Work instructions » In the hog-farm article below, copy verbatim the passage that begins at the words "Despite uncertainty from" and stops after the words "expect a surplus.".

Excerpt to read »
-=-=-=-=-

Chinese Company Aims to Build 13-Story Intensive ‘Hog Hotels’ Despite All-Time Industry Low

Spain’s Pork Habit Is So Big Pigs Outnumber People by 3.5 Million

A series of new, multi-story pig-breeding facilities have opened in southern China in a bid to modernize the country’s farming sector. Located in Yaji Mountain, privately-owned Chinese agricultural company Guangxi Yangxiang Co Ltd hopes that its high-rise pig farms will become the biggest, most-intensive breeding farms in the world, Reuters reports.

Presently, Yangxiang has opened two seven-floor “hog hotels” in China, each capable of housing at least one thousand breeding sows per floor. By the end of the year, the company hopes that the 11-hectare site will contain 30,000 mother pigs, producing as many as 840,000 piglets annually.

Additionally, the company plans to take advantage of the breeding facilities’ location overlooking a dense forest valley in Yajj Mountain by developing tourist attractions close to the farm. A waste treatment plant to handle large quantities of pig feces and urine is still under construction. Once built, Yangxiang plans to treat the waste and will spray the remaining liquid on the surrounding forest.

Despite uncertainty from some investors due to an eight-year low in the Chinese pork industry driven by health and food safety concerns, Yangxiang plans to push ahead in finishing its multi-storied pig farms, including one with as many as 13 floors, making it the world’s tallest building of its kind. Pig farms with multiple floors have previously opened in the Netherlands, but were faced with public outcry against animal cruelty and the environmentally damaging nature of factory farming.

Yangxiang will continue to invest in growing its intensive, multi-story pig factory farms. Due to this, some experts are questioning whether cheaper pig meat will save the industry. Fang Shijin, chief researcher at Huitong Data, predicts due to scaled-up meat production and the declining demand for pork, China can expect a surplus.

As Yangxiang rushes to bring its hog hotels to full-scale operation by the end of the year, other companies in the country are pushing for sustainable, annimal-free alternatives to traditional pork production for the world’s largest consumer of pork. Earlier this year, China struck a $300 million trade agreement with Israeli tech companies to bring lab-grown meat to the market. Omnipork, a vegan pork made from a blend of plant-based proteins launched to curtail Asia’s meat consumption, will launch later this year.

-=-=-=-=-

Data to examine »

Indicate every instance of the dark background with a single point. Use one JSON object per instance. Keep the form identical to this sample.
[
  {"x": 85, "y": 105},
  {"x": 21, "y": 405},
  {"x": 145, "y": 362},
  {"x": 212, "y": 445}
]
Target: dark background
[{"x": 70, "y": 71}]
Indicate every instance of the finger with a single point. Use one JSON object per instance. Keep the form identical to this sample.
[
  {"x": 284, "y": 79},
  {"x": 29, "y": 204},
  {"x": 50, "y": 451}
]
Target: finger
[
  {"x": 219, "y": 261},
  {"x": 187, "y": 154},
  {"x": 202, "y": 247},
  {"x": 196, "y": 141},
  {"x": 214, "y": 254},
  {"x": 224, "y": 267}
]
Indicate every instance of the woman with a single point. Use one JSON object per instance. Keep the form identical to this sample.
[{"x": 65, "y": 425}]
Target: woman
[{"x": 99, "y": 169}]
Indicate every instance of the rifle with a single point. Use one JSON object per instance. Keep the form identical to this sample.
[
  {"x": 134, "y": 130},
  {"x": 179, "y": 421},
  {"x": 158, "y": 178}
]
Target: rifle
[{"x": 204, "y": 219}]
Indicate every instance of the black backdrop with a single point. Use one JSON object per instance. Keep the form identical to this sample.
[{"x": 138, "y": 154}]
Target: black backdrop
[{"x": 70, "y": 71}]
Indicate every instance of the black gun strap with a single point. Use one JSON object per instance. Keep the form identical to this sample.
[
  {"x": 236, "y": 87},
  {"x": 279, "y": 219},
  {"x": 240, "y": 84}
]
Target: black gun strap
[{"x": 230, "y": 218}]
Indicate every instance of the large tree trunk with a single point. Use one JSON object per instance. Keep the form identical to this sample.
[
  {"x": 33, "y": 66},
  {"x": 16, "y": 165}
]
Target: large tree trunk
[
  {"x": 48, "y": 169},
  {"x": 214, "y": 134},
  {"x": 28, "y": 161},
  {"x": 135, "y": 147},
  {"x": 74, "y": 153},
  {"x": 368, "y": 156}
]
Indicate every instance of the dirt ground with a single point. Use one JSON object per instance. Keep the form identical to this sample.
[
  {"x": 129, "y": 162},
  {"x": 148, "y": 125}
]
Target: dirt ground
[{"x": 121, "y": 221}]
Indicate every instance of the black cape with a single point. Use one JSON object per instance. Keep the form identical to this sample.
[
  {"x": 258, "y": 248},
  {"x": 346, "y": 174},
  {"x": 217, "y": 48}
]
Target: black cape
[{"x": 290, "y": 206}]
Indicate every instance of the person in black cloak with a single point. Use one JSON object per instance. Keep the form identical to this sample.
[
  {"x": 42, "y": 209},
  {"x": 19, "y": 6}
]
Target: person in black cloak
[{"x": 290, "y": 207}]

-=-=-=-=-

Solution for this exercise »
Despite uncertainty from some investors due to an eight-year low in the Chinese pork industry driven by health and food safety concerns, Yangxiang plans to push ahead in finishing its multi-storied pig farms, including one with as many as 13 floors, making it the world’s tallest building of its kind. Pig farms with multiple floors have previously opened in the Netherlands, but were faced with public outcry against animal cruelty and the environmentally damaging nature of factory farming.

Yangxiang will continue to invest in growing its intensive, multi-story pig factory farms. Due to this, some experts are questioning whether cheaper pig meat will save the industry. Fang Shijin, chief researcher at Huitong Data, predicts due to scaled-up meat production and the declining demand for pork, China can expect a surplus.